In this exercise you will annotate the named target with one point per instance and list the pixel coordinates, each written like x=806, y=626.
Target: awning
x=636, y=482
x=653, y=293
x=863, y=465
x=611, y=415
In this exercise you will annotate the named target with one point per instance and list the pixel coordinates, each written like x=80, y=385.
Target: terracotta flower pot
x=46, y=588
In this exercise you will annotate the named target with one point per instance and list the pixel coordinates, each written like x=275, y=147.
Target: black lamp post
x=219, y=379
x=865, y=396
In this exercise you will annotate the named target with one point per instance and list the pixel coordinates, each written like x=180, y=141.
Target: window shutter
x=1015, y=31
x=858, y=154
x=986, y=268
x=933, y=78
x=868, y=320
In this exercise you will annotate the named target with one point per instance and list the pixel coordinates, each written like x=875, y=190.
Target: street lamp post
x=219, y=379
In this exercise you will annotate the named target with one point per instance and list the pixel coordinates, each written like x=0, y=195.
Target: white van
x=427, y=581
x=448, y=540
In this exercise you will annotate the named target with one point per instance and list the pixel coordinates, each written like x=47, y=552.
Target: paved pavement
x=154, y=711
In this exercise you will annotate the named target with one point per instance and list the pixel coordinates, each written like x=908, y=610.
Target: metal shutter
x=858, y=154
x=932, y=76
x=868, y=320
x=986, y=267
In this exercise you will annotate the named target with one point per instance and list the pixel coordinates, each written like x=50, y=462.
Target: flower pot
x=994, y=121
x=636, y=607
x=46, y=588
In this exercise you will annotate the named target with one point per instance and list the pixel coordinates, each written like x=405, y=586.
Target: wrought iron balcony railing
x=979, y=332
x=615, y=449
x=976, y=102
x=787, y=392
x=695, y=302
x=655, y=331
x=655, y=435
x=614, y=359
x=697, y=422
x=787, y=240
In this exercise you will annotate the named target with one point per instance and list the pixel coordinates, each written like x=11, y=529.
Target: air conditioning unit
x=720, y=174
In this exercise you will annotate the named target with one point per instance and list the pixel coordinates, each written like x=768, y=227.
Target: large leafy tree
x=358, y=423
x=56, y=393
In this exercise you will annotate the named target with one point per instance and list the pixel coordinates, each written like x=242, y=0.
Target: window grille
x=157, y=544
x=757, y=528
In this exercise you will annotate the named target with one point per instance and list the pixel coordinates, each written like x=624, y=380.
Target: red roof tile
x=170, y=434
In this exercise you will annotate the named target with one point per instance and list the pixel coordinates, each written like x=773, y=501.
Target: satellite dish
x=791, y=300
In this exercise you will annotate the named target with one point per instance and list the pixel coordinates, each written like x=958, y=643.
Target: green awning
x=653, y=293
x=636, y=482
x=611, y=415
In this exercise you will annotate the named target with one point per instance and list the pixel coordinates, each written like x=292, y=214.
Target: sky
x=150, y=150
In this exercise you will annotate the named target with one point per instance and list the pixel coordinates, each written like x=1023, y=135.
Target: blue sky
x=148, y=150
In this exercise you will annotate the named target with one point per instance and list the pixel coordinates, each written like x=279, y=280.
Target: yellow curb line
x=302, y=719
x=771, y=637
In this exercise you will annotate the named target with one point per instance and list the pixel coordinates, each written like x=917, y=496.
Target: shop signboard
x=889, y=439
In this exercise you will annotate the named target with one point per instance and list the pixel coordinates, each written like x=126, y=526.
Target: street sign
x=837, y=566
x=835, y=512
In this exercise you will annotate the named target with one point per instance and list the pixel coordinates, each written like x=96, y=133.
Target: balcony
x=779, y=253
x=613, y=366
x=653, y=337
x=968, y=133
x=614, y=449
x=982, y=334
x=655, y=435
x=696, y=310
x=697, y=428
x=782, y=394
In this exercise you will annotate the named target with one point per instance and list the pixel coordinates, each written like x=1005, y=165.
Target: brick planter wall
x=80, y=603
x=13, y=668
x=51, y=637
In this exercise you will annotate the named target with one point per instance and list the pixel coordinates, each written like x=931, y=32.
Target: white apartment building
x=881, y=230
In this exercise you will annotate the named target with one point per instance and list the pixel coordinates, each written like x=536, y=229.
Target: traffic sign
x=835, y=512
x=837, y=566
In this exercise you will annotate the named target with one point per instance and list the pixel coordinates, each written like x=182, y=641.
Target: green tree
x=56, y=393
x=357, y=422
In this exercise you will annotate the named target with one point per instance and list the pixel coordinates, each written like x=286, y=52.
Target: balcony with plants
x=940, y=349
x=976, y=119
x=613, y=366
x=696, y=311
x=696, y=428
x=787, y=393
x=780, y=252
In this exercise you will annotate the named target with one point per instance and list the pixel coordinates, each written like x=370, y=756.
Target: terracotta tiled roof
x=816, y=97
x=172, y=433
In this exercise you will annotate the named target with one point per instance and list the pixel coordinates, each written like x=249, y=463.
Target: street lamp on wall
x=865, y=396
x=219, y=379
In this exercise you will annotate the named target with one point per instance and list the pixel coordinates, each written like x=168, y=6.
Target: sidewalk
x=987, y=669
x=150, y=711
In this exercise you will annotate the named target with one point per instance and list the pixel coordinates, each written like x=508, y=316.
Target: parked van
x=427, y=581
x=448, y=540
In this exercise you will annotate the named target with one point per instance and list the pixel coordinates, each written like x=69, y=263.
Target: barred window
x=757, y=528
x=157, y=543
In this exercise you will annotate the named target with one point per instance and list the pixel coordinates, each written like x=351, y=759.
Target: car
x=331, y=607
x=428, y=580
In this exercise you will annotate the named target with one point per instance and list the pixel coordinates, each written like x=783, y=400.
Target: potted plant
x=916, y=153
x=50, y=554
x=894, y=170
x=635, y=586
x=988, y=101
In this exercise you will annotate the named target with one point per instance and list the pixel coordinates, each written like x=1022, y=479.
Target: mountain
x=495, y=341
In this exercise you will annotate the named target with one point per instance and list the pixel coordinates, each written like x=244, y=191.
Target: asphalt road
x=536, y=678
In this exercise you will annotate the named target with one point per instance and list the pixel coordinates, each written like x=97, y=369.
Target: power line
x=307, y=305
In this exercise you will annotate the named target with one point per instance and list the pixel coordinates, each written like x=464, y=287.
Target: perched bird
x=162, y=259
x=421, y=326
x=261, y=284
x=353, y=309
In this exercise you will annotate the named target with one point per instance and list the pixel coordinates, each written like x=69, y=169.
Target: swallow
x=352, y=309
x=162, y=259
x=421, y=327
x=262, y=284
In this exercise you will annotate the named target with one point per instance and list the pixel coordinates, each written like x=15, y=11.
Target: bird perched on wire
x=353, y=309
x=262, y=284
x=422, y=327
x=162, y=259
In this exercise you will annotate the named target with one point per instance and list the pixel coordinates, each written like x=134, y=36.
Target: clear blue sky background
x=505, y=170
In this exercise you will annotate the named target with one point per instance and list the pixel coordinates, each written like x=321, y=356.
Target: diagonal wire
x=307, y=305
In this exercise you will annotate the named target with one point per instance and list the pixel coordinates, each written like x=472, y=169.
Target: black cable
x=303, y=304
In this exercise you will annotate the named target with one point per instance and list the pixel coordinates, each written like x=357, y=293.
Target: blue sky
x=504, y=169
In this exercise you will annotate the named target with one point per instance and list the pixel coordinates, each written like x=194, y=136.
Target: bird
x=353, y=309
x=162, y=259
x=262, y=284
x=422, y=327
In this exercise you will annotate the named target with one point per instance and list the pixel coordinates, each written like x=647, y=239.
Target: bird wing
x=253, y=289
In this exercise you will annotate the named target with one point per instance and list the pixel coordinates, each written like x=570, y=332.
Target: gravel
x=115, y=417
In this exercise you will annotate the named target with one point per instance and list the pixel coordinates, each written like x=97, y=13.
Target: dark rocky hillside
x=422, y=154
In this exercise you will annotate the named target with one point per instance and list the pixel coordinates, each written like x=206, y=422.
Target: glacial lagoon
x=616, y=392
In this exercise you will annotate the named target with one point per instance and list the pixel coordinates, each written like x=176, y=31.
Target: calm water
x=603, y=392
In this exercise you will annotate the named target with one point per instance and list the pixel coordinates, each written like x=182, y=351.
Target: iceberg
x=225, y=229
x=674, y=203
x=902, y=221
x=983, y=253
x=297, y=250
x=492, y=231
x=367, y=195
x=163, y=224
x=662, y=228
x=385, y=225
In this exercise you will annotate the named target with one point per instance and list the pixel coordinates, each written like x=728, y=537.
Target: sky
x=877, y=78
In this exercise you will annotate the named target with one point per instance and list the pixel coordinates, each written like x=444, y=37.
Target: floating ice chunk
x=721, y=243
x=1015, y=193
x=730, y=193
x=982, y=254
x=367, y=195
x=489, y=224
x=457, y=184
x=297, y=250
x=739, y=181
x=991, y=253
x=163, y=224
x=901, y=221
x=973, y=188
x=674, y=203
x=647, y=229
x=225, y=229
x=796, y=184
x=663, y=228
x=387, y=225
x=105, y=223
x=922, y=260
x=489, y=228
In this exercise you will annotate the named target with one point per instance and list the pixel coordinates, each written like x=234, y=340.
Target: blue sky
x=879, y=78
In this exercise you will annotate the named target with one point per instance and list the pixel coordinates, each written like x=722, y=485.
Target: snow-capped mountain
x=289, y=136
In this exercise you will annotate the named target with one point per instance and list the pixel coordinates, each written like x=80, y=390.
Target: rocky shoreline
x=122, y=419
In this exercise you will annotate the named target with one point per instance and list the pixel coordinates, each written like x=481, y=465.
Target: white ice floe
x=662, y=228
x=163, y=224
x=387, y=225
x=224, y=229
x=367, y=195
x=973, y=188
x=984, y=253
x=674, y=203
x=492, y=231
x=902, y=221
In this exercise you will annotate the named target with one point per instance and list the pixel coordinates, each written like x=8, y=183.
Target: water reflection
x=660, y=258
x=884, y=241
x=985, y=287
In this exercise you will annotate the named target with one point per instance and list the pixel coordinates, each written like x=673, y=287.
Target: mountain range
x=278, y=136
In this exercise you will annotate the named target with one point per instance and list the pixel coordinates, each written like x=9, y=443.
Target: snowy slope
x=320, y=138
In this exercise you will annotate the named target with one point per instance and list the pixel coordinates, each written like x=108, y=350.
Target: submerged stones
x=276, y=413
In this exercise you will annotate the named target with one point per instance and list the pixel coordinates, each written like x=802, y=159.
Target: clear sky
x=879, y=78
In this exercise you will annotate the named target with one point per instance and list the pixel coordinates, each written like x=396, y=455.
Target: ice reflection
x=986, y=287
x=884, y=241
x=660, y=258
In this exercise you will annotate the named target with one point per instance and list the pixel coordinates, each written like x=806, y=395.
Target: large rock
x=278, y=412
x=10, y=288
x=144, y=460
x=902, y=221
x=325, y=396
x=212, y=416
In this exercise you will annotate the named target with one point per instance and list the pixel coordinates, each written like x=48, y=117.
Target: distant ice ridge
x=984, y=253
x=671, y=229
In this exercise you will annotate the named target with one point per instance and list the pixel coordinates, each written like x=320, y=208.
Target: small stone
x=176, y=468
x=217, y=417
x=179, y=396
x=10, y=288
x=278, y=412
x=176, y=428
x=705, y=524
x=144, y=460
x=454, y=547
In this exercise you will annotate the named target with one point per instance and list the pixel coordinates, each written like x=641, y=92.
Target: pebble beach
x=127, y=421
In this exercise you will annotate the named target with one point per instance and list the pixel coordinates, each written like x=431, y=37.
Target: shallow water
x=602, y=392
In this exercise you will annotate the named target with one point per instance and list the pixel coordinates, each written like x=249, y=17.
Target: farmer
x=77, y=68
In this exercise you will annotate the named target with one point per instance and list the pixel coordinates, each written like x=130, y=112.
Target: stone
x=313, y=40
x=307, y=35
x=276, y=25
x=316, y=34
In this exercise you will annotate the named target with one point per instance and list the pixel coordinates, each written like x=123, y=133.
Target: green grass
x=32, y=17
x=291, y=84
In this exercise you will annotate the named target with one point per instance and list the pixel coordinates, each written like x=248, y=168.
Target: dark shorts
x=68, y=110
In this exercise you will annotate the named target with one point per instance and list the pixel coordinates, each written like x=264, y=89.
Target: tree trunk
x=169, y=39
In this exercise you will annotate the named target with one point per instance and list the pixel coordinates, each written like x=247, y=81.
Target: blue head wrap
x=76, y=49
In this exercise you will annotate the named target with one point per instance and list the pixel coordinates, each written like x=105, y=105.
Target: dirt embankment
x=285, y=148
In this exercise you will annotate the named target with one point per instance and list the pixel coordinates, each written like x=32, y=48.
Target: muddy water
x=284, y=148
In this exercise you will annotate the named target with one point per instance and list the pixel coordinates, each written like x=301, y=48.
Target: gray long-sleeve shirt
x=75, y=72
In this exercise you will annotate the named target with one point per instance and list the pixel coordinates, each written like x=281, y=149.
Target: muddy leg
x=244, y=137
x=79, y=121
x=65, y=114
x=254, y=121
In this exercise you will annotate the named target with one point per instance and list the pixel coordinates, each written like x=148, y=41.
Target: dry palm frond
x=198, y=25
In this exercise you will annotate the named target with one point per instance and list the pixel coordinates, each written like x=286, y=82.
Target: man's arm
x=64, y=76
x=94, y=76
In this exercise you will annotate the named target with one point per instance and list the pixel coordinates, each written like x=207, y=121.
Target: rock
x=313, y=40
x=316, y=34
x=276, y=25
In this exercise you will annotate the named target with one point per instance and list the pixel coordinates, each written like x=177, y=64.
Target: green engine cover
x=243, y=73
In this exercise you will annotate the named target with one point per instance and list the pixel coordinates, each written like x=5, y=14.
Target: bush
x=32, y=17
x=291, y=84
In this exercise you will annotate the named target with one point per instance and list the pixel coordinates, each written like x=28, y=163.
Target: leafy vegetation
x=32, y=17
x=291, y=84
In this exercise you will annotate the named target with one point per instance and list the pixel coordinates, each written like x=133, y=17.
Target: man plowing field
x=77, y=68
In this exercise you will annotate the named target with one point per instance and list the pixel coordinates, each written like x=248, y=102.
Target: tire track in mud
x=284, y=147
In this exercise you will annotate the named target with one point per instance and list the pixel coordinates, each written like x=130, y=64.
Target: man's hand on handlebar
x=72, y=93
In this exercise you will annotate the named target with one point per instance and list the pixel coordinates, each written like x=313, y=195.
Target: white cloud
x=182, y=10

YOUR ASSIGNMENT => Above this instruction are the records; retype exactly the lines from the one containing "like x=48, y=117." up to and including the one containing "like x=320, y=208.".

YOUR SOLUTION =>
In this exercise you will annotate the named target with one point per instance and list the pixel coordinates, each written like x=48, y=117.
Target: distant ice ridge
x=984, y=253
x=671, y=229
In this exercise you will annotate the named target with one point per instance and list the pixel coordinates, each written like x=320, y=208.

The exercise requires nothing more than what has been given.